Rewrite the stretch from the line containing "Identify the stone facade" through the line containing "<point>60,90</point>", swapping "slate roof" for "shingle roof" and keeping everything else unchanged. Leave the pictures out of your version.
----- Exercise data
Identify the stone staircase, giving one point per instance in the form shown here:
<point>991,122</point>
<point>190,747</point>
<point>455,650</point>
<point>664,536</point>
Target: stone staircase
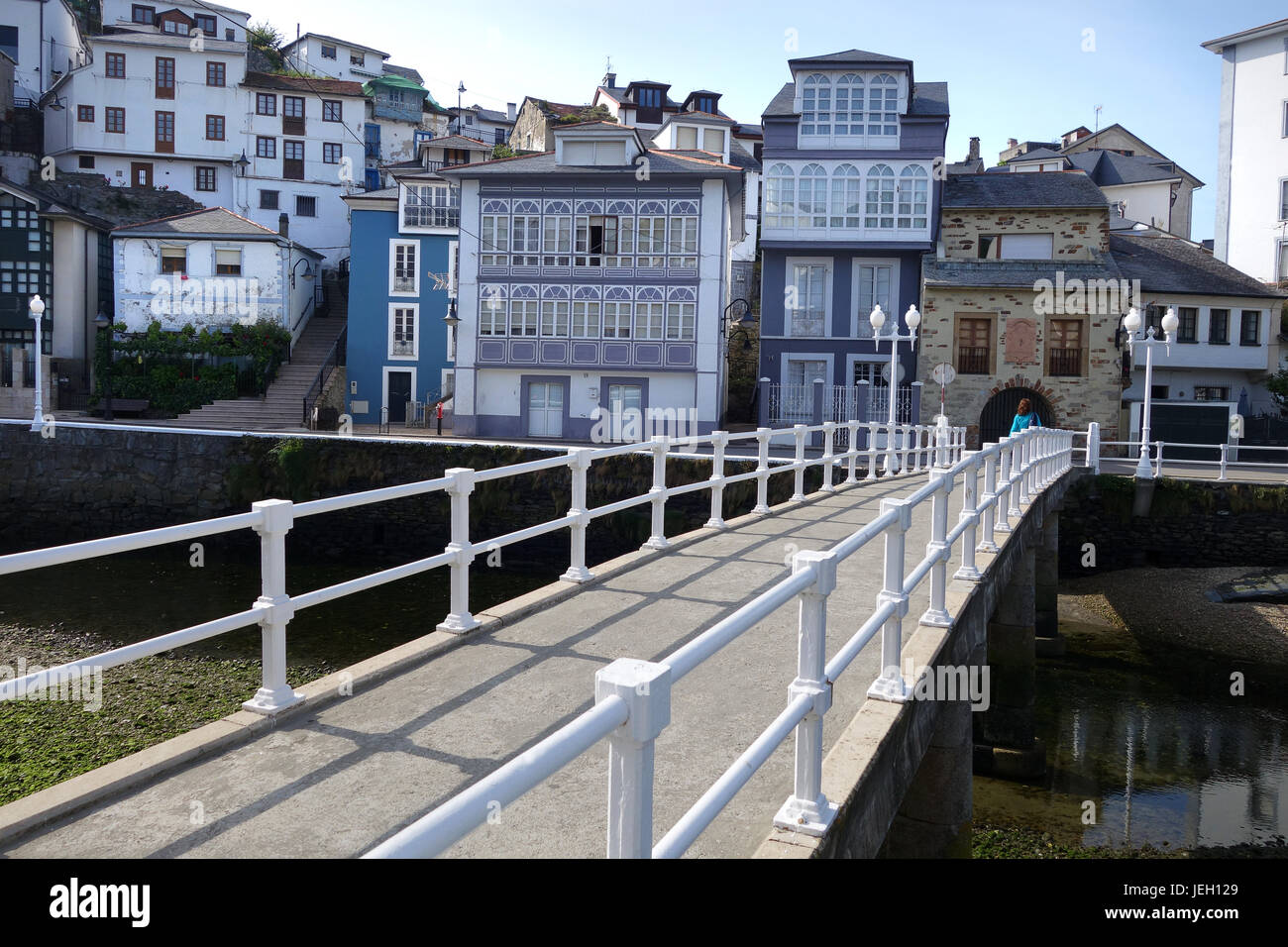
<point>282,406</point>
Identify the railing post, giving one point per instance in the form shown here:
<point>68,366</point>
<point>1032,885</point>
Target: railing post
<point>892,685</point>
<point>828,458</point>
<point>761,472</point>
<point>800,431</point>
<point>853,454</point>
<point>807,810</point>
<point>936,613</point>
<point>872,451</point>
<point>657,539</point>
<point>1005,472</point>
<point>274,693</point>
<point>970,515</point>
<point>719,440</point>
<point>463,484</point>
<point>987,544</point>
<point>647,689</point>
<point>579,463</point>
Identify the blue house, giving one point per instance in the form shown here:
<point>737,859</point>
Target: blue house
<point>853,158</point>
<point>400,278</point>
<point>593,283</point>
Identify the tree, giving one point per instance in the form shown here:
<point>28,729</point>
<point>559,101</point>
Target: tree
<point>267,39</point>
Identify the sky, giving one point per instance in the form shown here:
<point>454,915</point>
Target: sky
<point>1012,72</point>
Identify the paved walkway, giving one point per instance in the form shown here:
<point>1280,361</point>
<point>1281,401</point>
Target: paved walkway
<point>336,783</point>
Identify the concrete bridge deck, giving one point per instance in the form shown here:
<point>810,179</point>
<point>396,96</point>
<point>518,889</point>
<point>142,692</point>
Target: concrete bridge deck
<point>334,781</point>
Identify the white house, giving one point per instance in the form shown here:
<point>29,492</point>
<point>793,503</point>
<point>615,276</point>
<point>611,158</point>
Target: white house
<point>211,268</point>
<point>1252,151</point>
<point>46,42</point>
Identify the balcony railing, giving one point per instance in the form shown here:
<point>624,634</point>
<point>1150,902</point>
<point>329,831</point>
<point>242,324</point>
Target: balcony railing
<point>1064,363</point>
<point>973,360</point>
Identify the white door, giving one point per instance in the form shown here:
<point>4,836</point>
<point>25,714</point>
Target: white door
<point>545,408</point>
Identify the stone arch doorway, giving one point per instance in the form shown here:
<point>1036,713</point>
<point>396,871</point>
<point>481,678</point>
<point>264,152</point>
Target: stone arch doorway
<point>995,421</point>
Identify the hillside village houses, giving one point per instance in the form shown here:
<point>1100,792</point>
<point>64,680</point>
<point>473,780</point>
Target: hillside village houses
<point>540,291</point>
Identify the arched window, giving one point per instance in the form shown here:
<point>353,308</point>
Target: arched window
<point>849,105</point>
<point>816,106</point>
<point>811,204</point>
<point>780,197</point>
<point>879,210</point>
<point>884,105</point>
<point>912,196</point>
<point>846,197</point>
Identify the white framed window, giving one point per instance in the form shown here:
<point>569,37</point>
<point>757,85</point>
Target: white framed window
<point>807,296</point>
<point>884,106</point>
<point>554,318</point>
<point>403,268</point>
<point>913,197</point>
<point>526,237</point>
<point>494,240</point>
<point>849,106</point>
<point>403,335</point>
<point>523,317</point>
<point>811,201</point>
<point>879,204</point>
<point>557,241</point>
<point>492,311</point>
<point>846,197</point>
<point>617,318</point>
<point>781,196</point>
<point>875,282</point>
<point>585,318</point>
<point>816,106</point>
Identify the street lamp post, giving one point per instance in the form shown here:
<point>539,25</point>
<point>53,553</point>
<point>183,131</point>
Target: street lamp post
<point>1131,322</point>
<point>101,321</point>
<point>38,309</point>
<point>877,318</point>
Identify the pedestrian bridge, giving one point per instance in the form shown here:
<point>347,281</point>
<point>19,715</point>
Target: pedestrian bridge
<point>665,682</point>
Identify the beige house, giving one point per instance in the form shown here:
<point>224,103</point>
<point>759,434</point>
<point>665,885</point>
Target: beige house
<point>1022,299</point>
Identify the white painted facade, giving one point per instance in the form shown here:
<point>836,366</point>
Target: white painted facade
<point>1252,157</point>
<point>38,24</point>
<point>265,290</point>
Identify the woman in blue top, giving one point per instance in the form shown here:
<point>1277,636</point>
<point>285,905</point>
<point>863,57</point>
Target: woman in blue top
<point>1025,416</point>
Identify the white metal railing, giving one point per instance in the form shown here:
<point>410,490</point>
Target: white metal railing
<point>271,519</point>
<point>632,698</point>
<point>1227,457</point>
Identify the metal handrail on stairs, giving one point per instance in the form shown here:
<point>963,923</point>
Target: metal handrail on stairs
<point>335,357</point>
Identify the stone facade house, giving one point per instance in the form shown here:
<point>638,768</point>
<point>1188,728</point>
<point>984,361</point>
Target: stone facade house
<point>1022,299</point>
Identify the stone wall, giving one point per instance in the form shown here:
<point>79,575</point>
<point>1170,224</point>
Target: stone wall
<point>1080,234</point>
<point>1189,525</point>
<point>85,483</point>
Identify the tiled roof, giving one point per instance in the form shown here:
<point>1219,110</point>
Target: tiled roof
<point>1031,189</point>
<point>333,86</point>
<point>1170,264</point>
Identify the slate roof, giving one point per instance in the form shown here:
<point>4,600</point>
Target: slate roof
<point>1171,264</point>
<point>1109,167</point>
<point>1030,189</point>
<point>207,222</point>
<point>270,80</point>
<point>927,99</point>
<point>1012,273</point>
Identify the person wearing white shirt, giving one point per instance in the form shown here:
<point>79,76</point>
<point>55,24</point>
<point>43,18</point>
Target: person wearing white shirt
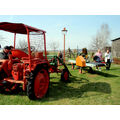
<point>108,59</point>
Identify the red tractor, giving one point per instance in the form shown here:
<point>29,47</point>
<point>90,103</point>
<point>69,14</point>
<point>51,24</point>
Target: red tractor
<point>31,69</point>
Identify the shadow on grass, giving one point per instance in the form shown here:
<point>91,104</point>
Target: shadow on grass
<point>104,74</point>
<point>60,90</point>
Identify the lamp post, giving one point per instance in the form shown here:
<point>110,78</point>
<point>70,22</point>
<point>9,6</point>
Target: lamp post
<point>64,31</point>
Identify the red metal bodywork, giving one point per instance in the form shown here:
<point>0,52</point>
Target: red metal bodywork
<point>17,70</point>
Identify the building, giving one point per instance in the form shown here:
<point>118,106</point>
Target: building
<point>116,47</point>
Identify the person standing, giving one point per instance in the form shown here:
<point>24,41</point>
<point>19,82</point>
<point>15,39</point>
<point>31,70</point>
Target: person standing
<point>98,58</point>
<point>108,59</point>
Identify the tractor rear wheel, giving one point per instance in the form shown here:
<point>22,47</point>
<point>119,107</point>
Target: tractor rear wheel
<point>65,75</point>
<point>38,84</point>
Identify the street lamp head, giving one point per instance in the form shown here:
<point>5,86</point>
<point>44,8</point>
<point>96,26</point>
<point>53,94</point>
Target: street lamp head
<point>64,31</point>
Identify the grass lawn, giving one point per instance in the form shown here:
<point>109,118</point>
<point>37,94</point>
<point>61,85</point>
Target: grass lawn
<point>100,88</point>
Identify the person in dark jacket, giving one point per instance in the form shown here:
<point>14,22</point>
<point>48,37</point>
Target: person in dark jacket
<point>5,53</point>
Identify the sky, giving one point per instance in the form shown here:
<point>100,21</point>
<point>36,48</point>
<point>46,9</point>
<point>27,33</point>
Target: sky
<point>81,28</point>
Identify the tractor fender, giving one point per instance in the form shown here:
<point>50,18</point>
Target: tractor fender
<point>16,53</point>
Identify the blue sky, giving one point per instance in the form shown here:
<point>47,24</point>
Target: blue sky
<point>81,28</point>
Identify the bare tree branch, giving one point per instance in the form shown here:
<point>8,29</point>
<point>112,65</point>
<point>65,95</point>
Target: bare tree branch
<point>101,38</point>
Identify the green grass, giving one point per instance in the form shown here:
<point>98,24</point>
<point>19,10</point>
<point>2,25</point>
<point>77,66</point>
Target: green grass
<point>100,88</point>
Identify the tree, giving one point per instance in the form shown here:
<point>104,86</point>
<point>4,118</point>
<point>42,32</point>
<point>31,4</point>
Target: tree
<point>100,40</point>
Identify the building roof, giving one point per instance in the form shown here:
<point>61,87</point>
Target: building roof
<point>116,39</point>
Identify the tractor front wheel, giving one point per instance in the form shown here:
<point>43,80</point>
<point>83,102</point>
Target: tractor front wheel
<point>38,84</point>
<point>65,75</point>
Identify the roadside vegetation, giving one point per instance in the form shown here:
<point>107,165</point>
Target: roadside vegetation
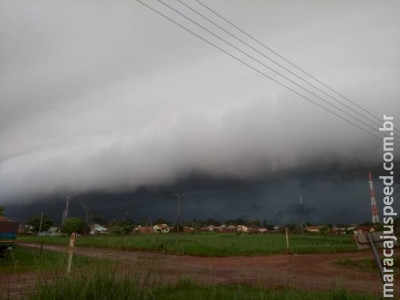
<point>367,264</point>
<point>108,285</point>
<point>210,244</point>
<point>27,259</point>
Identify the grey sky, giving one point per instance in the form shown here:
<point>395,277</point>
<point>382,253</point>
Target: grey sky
<point>107,95</point>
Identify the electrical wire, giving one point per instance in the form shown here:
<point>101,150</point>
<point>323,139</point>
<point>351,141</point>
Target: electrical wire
<point>255,69</point>
<point>291,63</point>
<point>280,65</point>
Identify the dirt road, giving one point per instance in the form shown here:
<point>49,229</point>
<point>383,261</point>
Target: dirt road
<point>310,271</point>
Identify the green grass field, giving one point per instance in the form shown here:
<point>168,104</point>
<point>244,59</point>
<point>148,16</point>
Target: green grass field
<point>27,259</point>
<point>108,285</point>
<point>212,245</point>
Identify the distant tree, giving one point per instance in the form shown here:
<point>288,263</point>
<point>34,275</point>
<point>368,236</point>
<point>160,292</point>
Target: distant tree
<point>97,219</point>
<point>367,224</point>
<point>396,225</point>
<point>35,223</point>
<point>72,225</point>
<point>253,223</point>
<point>160,221</point>
<point>116,230</point>
<point>324,231</point>
<point>291,227</point>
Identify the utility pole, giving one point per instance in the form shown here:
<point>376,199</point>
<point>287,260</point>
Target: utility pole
----------
Worked answer ::
Identify the stone facade house, giving one point per instance in the form shown here:
<point>638,768</point>
<point>1188,728</point>
<point>984,361</point>
Target: stone facade house
<point>1022,299</point>
Identify the stone wall, giving one point per instance in the form shown here:
<point>79,575</point>
<point>1170,224</point>
Target: stone wall
<point>1080,234</point>
<point>1189,525</point>
<point>85,483</point>
Identify the tiled roof, giving one point per instance in the form shown here:
<point>1219,110</point>
Target: tiled roof
<point>1031,189</point>
<point>333,86</point>
<point>1170,264</point>
Identify the shingle roof, giving one point per instance in the form shown here:
<point>4,600</point>
Target: shingle roof
<point>1171,264</point>
<point>1109,167</point>
<point>1030,189</point>
<point>207,222</point>
<point>270,80</point>
<point>927,99</point>
<point>1012,273</point>
Identify the person wearing white shirt, giving one point per instance in the form shown here:
<point>79,76</point>
<point>55,24</point>
<point>43,18</point>
Target: person wearing white shirt
<point>108,59</point>
Identify the red tractor, giving one point per instance in the form shown here:
<point>29,47</point>
<point>90,103</point>
<point>69,14</point>
<point>51,24</point>
Target: red tractor
<point>31,69</point>
Identify the shadow on grass, giving one point per instance in the form shown here:
<point>91,104</point>
Target: shadow on grass
<point>104,74</point>
<point>60,90</point>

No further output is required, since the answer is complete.